> **Geëxtraheerde tekst**:
_____

De rechtbank stelt vast dat uit deze toelichting blijkt dat verweerder in de Aerius-berekening voor het verkeer van en naar het bedrijf heeft aangesloten bij wat in de “Instructie gegevensinvoer voor AERIUS Calculator” (de instructie) staat over het heersende verkeersbeeld. De ABRvS heeft deze werkwijze aanvaard. [5] De rechtbank ziet geen aanleiding om hier anders over te oordelen.
De rechtbank is niet gebleken dat dit onderdeel van de instructie in de Aerius-berekening niet juist is toegepast.
5.2.6 De rechtbank concludeert dat deze beroepsgrond geen aanleiding geeft voor het oordeel dat verweerder de stikstofemissies van de transportbewegingen die inherent zijn aan het project heeft onderschat. Daarom slaagt deze beroepsgrond niet.
Mocht verweerder uitgaan van de emissiefactoren uit de Rav?
6.1 Eisers voeren aan dat verweerder bij de beoordeling van het project niet had mogen uitgaan van de emissiefactoren voor emissiearme stalsystemen uit bijlage 1 van de Rav. Volgens eisers bestaat er wetenschappelijke onzekerheid over de emissies van veestallen en in het bijzonder van stallen met emissiearme stalsystemen. Daarbij is onder meer van belang dat de Rav-emissiefactoren zijn gebaseerd op gemiddelden. Ter onderbouwing van dit standpunt verwijzen zij naar het rapport “Stikstofverlies uit opgeslagen mest” van het Centraal Bureau voor de Statistiek van oktober 2019 (het CBS-rapport), het eindrapport van het Adviescollege Meten en Berekenen Stikstof van de commissie Hordijk (het rapport Hordijk), een artikel van/uit Boerderij van 20 september 2020, een artikel van Stichting Agrifacts (STAF) van september 2020 en een nieuwsbericht van het ministerie van Landbouw Natuur en Voedselkwaliteit van 13 oktober 2020.
Verder voeren eisers aan dat verweerder niet kan toezien op de werkelijk optredende emissies, waardoor hij de natuurvergunning niet kan handhaven en een rechtsonzekere situatie is ontstaan. Volgens eisers heeft verweerder er niet voor gezorgd dat hij kan controleren of de maximaal vergunde emissies niet worden overtreden.
6.2 Verweerder stelt zich op het standpunt dat hij bij de beoordeling van de vergunningaanvraag mocht uitgaan van de Rav-emissiefactoren. Volgens verweerder zijn deze factoren zorgvuldig tot stand gekomen en gebaseerd op de best beschikbare wetenschappelijke inzichten. De factoren zijn gebaseerd op meerdere metingen, verricht conform een door deskundigen opgesteld meetprotocol, of op wetenschappelijk zorgvuldige afleidingen. Bovendien worden de factoren geactualiseerd als daartoe aanleiding bestaat.

_____

> **Opdrachten**:
1. Geef uit de uitspraak over stikstofemissies het gedeelte van "De rechtbank stelt" tot en met "uit de Rav?" letterlijk weer.
2. Zet de uitspraak over stikstofemissies voort, te beginnen na de laatste zin ervan.
De onderstaande lijst hoeft u niet te gebruiken.

_____

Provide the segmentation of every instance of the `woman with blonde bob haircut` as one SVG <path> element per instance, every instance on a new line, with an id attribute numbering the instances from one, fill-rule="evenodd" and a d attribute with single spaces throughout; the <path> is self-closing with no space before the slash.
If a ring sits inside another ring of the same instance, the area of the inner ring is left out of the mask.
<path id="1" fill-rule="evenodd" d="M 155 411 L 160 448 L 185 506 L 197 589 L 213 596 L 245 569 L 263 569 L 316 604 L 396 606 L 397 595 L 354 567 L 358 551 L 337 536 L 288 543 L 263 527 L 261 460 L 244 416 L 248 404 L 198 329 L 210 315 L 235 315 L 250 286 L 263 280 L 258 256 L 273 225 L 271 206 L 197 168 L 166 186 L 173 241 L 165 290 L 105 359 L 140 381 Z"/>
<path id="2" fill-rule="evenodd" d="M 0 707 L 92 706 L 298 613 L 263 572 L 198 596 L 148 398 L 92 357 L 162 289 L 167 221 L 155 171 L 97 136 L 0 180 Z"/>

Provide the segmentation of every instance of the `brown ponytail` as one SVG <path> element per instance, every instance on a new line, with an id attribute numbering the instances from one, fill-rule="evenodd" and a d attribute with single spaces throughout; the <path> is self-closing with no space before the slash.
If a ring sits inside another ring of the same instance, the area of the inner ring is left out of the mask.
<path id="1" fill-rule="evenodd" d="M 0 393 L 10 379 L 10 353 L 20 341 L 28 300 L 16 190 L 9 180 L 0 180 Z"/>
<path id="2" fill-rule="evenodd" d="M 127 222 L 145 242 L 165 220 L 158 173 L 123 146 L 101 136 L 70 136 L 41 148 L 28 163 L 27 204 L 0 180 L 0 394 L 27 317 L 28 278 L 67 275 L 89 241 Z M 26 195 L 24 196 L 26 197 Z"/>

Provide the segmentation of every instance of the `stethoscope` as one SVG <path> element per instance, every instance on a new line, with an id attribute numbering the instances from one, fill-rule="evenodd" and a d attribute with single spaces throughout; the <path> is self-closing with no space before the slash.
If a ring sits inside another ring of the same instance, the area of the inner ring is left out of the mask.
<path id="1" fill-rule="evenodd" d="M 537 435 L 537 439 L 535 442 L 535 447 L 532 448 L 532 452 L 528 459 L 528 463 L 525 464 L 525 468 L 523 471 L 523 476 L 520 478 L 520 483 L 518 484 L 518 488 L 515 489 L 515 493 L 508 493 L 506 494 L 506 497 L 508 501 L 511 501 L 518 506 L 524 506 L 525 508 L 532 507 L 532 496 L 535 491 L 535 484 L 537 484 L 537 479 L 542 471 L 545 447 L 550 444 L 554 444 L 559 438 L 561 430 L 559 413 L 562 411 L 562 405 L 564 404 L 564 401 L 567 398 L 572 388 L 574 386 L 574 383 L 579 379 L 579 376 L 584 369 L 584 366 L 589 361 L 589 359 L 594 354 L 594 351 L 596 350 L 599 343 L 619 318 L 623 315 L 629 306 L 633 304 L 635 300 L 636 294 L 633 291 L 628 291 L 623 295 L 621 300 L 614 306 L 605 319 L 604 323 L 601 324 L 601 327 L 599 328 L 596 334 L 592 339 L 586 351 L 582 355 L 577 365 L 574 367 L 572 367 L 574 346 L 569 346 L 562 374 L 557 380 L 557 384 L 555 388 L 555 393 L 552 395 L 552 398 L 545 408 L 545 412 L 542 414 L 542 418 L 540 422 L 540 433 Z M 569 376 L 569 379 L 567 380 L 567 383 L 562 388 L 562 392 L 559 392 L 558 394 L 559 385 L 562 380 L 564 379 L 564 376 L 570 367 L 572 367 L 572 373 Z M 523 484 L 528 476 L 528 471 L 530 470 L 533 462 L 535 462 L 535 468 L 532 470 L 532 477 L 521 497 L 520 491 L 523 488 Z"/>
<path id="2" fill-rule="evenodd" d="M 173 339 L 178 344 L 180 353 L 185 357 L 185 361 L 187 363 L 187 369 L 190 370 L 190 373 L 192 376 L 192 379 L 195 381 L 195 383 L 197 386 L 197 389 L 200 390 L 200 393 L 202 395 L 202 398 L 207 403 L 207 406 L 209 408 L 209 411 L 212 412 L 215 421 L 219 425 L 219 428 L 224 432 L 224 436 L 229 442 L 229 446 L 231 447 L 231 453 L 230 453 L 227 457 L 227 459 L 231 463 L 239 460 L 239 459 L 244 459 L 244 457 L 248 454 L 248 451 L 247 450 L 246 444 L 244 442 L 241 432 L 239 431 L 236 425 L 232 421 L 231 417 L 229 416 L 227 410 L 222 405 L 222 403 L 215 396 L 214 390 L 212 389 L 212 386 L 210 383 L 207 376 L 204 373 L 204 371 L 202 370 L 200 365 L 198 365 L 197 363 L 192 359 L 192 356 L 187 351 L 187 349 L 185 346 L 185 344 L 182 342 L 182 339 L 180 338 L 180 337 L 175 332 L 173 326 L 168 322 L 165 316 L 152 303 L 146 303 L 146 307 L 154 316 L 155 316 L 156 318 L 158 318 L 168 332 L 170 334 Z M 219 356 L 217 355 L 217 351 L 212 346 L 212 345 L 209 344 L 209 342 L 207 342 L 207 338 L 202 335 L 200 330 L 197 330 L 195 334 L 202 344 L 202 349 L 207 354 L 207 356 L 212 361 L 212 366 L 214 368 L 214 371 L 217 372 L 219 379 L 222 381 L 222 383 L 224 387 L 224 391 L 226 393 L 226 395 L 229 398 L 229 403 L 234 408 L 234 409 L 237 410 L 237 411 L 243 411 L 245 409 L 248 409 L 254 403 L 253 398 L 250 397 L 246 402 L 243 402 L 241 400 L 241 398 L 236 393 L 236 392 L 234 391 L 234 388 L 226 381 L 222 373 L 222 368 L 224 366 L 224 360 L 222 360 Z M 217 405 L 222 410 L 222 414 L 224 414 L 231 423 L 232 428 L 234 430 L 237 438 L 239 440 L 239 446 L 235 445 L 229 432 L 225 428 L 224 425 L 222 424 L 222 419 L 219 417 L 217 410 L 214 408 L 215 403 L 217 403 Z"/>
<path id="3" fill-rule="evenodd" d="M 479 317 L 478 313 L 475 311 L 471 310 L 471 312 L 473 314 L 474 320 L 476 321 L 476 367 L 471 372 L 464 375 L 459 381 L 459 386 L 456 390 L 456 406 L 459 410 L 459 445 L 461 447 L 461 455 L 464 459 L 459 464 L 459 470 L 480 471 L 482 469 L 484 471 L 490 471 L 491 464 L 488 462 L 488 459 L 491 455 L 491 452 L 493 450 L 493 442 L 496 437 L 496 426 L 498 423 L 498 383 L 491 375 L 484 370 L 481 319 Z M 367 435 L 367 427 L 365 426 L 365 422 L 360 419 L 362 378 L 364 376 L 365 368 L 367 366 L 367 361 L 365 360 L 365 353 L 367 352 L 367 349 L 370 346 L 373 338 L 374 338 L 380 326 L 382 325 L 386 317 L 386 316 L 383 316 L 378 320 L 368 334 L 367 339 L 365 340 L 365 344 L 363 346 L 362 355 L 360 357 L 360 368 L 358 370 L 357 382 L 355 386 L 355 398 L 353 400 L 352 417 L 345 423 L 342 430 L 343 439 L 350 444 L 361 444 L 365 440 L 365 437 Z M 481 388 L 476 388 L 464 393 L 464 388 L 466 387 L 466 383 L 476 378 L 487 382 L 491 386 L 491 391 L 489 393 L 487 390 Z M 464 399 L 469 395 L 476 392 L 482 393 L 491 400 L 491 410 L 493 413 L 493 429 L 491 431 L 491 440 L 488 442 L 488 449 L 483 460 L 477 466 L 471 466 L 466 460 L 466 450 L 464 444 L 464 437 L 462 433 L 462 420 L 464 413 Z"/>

_____

> **De antwoorden**:
1.
De rechtbank stelt vast dat uit deze toelichting blijkt dat verweerder in de Aerius-berekening voor het verkeer van en naar het bedrijf heeft aangesloten bij wat in de “Instructie gegevensinvoer voor AERIUS Calculator” (de instructie) staat over het heersende verkeersbeeld. De ABRvS heeft deze werkwijze aanvaard. [5] De rechtbank ziet geen aanleiding om hier anders over te oordelen.
De rechtbank is niet gebleken dat dit onderdeel van de instructie in de Aerius-berekening niet juist is toegepast.
5.2.6 De rechtbank concludeert dat deze beroepsgrond geen aanleiding geeft voor het oordeel dat verweerder de stikstofemissies van de transportbewegingen die inherent zijn aan het project heeft onderschat. Daarom slaagt deze beroepsgrond niet.
Mocht verweerder uitgaan van de emissiefactoren uit de Rav?

2.
Volgens verweerder zorgen de door eisers aangehaalde rapporten in dit concrete geval niet voor voldoende twijfel aan de haalbaarheid van de Rav-emissiefactoren. Het CBS-rapport is niet gebaseerd op metingen, maar enkel op berekeningen en dit rapport bevat geen definitieve conclusies. Verder geldt dat de berekende stikstofverliezen ook zouden kunnen zijn veroorzaakt doordat niet alle meststromen zijn opgegeven. Daarnaast zou de oorzaak van een eventuele verminderde werking van emissiearme stalsystemen in een concreet geval kunnen liggen in het stalmanagement. Daarbij kan worden gedacht aan het niet conform de ontwerp- en gebruiksvoorwaarden van de systeembeschrijving handelen. Daarmee is volgens verweerder niet gezegd dat de Rav-emissiefactoren niet kunnen worden gehaald. Of die voorwaarden worden nageleefd, is volgens verweerder een kwestie van handhaving.
Verweerder erkent dat nader onderzoek nodig is en wijst erop dat de betrokken bewindspersonen hebben aangekondigd dat dit ook zal gaan plaatsvinden. Dit laat volgens verweerder onverlet dat hij in de tussentijd mag uitgaan van de huidige Rav-emissiefactoren, omdat daarin de op dit moment best beschikbare wetenschappelijke kennis is neergelegd.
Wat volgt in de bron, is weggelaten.